▶ Job
Continue the ranking of Wes Anderson's films from where it stops, keeping its voice and format.

------ Excerpt to read

Throughout his 25-year-long career, Anderson has made a name for himself as a director with an unbelievable outside-the-box approach to filmmaking. From his symmetrical framing, colorful shot compositions, use of stop motion animation and miniatures in lieu of CGI, and the incorporation of ’60s and ’70s pop songs, his movies have remained some of the most memorable films in modern cinematic history.

With Anderson’s new movie, The French Dispatch, set for a theatrical release on October 22, we thought we’d take a look back at Anderson’s past movies. Like most great filmmakers, Anderson himself doesn’t have any bad movies as of yet, and while they’re all incredibly enjoyable films, some are slightly better than others. Therefore, rather than calling this list a ranking of Anderson’s movies from worst to best, we’ll say it’s a list ranking his movies from very good to excellent, as well as providing information on where you can currently stream them.

Image Credit: IMDB / Touchstone Pictures.

Bottle Rocket

Anderson’s debut film, based on a short film featuring a similar concept, characters, and the actors portraying them (the Wilson brothers), Bottle Rocket is a buddy heist comedy that is one of Anderson’s lesser-known but still incredibly entertaining films. Pretty much everyone involved with this movie received breakout attention as a result of this film – especially Anderson and both Luke and Owen Wilson (the latter of whom also co-wrote the film with Anderson).

Bottle Rocket stars the Wilsons as two young, directionless friends who agree to pull off an off-the-walls robbery with the help of a legendary professional criminal (James Caan). It’s a pretty standard heist concept that, in a lesser director’s hands, might’ve been just another comedy crime movie, but Anderson manages to infuse a ton of his signature energy, humor, and memorable characters into the movie that helped set it apart from other forgettable crime movies and also helped him earn further recognition in the cinematic world. Martin Scorsese even named Bottle Rocket as one of his favorite movies of the 1990s.

While definitely an entertaining movie, the only reason it’s not ranked higher is the fact that, like all the best things in life — wine, balsamic vinegar, John Mulaney — Anderson seems to be getting better with age. As entertaining as it is, Bottle Rocket doesn’t quite possess the same feel, look, or tone as Anderson’s other movies — which, given that this is a debut, is totally understandable.

Image Credit: IMDB / Columbia Pictures.

The Darjeeling Limited

After the commercial failure of The Life Aquatic with Steve Zissou, Anderson’s next project took him to India for a story of brotherhood and tumultuous family relationships. Seemingly channeling his love for Satyajit Ray, The Darjeeling Limited tells the story of three estranged brothers (Owen Wilson, Jason Schwartzman, and Adrien Brody) who attempt to bond together on a transcontinental luxury train ride through India a year after their father’s funeral.

The movie does boast some strong acting from the cast involved. Wilson, especially, stars as the brother who suffered an accident that resulted in his desire to reconnect with his brothers on a journey of “self-discovery.” But the real highlight is the on-location filming that showcases the beautiful Indian countryside and cities the brothers travel through.

------------
------ Material shown

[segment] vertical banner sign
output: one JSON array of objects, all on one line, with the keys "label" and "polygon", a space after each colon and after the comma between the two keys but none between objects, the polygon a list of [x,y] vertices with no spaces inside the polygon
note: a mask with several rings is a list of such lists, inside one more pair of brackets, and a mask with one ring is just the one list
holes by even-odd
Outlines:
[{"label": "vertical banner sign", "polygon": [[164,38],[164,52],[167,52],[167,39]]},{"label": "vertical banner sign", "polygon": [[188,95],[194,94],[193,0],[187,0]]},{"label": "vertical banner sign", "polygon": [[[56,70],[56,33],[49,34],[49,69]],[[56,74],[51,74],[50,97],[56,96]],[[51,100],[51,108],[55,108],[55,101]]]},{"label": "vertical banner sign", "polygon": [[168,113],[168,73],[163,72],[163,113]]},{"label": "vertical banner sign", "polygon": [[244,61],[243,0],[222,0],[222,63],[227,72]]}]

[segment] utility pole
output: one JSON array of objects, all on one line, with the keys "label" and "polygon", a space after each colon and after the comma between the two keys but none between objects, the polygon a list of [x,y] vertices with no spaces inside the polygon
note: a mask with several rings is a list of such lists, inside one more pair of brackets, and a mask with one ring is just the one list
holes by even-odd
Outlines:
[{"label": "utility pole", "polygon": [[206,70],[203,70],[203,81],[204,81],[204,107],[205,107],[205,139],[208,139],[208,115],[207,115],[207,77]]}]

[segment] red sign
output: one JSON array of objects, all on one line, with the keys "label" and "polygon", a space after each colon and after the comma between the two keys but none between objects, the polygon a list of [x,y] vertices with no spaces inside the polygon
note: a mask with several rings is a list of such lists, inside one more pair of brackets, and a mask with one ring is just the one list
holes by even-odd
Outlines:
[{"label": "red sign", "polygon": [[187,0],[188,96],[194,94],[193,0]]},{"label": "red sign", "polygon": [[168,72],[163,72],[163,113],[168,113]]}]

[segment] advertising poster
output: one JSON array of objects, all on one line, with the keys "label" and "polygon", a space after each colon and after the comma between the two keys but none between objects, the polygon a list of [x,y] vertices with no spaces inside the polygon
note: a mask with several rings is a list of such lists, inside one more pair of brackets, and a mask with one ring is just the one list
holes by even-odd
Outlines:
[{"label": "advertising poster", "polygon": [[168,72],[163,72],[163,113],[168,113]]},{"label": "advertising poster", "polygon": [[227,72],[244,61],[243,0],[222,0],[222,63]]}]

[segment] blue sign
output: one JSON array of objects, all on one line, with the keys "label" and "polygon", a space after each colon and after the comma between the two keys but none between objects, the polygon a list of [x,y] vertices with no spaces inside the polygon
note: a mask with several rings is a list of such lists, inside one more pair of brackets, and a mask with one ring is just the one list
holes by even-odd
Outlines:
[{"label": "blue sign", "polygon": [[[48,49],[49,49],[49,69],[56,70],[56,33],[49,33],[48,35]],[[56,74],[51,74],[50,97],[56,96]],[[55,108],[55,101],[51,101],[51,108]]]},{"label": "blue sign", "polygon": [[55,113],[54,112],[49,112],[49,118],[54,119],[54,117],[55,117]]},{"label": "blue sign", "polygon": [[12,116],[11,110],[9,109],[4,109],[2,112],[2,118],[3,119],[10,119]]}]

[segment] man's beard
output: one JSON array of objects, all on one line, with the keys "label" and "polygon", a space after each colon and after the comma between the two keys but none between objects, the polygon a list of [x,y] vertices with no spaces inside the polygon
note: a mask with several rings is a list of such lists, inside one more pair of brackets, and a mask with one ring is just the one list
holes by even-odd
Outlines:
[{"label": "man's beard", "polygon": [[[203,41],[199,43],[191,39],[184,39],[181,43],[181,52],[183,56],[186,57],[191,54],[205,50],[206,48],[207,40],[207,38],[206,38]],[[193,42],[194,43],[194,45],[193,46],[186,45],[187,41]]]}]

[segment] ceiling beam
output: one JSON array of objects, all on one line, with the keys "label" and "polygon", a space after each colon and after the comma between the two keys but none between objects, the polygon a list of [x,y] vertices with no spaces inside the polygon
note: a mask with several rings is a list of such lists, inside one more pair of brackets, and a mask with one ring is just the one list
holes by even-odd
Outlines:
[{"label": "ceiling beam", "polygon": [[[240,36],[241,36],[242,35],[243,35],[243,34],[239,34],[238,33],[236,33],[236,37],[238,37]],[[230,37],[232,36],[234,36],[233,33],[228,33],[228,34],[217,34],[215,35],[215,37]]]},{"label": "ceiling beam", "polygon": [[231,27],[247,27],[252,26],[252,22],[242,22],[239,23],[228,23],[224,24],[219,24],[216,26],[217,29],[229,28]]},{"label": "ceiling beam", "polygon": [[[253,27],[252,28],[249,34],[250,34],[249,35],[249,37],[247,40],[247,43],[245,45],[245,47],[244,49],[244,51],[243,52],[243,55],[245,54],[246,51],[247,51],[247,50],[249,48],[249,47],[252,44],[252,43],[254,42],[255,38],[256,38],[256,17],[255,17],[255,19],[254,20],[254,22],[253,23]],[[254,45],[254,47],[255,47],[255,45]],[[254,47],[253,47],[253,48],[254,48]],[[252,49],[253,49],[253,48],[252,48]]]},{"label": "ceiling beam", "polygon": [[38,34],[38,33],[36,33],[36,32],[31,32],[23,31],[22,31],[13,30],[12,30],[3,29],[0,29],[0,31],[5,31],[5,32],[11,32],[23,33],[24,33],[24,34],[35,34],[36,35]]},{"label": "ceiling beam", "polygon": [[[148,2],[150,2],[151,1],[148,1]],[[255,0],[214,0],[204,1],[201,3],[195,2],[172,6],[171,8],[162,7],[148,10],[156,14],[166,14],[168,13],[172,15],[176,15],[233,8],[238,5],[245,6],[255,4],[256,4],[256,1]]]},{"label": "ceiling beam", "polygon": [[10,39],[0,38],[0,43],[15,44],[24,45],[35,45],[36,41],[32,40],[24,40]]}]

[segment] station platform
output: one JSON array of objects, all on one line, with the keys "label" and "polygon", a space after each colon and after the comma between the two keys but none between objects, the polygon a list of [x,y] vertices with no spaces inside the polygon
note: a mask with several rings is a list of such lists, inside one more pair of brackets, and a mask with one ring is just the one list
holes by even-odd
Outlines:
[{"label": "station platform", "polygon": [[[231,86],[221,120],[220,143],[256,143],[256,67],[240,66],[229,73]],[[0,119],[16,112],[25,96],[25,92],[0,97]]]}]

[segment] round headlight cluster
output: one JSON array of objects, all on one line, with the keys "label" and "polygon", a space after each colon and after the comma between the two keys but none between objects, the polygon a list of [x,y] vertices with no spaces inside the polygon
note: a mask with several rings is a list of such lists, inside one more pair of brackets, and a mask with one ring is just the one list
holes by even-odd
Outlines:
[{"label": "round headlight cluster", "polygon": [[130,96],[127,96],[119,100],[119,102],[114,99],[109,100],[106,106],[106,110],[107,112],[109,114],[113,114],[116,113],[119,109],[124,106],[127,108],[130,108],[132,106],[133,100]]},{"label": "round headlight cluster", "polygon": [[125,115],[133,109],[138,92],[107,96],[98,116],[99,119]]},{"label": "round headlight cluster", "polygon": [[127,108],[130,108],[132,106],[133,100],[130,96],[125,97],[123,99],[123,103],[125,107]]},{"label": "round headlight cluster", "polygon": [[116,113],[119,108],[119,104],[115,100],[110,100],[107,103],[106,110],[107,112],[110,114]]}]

------------

▶ Exercise response
It’s a relatively quiet movie for Anderson, known for his crime capers and comedies where people either go missing or try to steal something, instead focusing on the brothers attempting to move past their differences and overcome their individual traumas and grow closer to one another as a result. It may lack the constant laughs that other Anderson movies usually supply throughout, but it has the charm and classic Andersonian style that so many of his films have.

Image Credit: IMDB / Searchlight Pictures.

Isle of Dogs

Anderson’s most recent film, Isle of Dogs, marked his return to stop-motion animation after his earlier Fantastic Mr. Fox nine years prior. Perhaps it was a smart decision to adapt another writer’s work and test the stop-motion waters out with Fantastic Mr. Fox. In it, Anderson proved that he could transfer his distinct directorial skills to animation.

With the Isle of Dogs, Anderson went one step further, creating one of his most original movies yet and translating them over into stop-motion once again. Set in a fictional Japanese city, an authoritarian ruler banishes all dogs after finding evidence of a supposed canine flu that poses a danger to the city’s inhabitants. As a result, all canines are shipped to the “Isle of Dogs,” a trash refuge on an island isolated from the rest of the city, and whose inhabitants include a pack of dogs (voiced by Edward Norton, Jeff Goldblum, Bill Murray, and Bob Balaban) led by a lifelong stray (Bryan Cranston).

After a young boy (Koyu Rankin) crashes on the island in search of his lost dog, the pack tries to help him, only to uncover a major conspiracy about the canine flu along the way. Isle of Dogs is an extremely imaginative movie, with plenty of homages to Akira Kurosawa and the stop-motion animated films of the Rankin/Bass Studio (Rudolph the Red-Nosed Reindeer, Santa Claus Is Comin’ to Town) that Anderson said were huge influences on this movie. Much like Fantastic Mr. Fox, the animation in this movie is well done, and from the various camera angles and shot types, still remains distinctly and identifiably Wes Anderson.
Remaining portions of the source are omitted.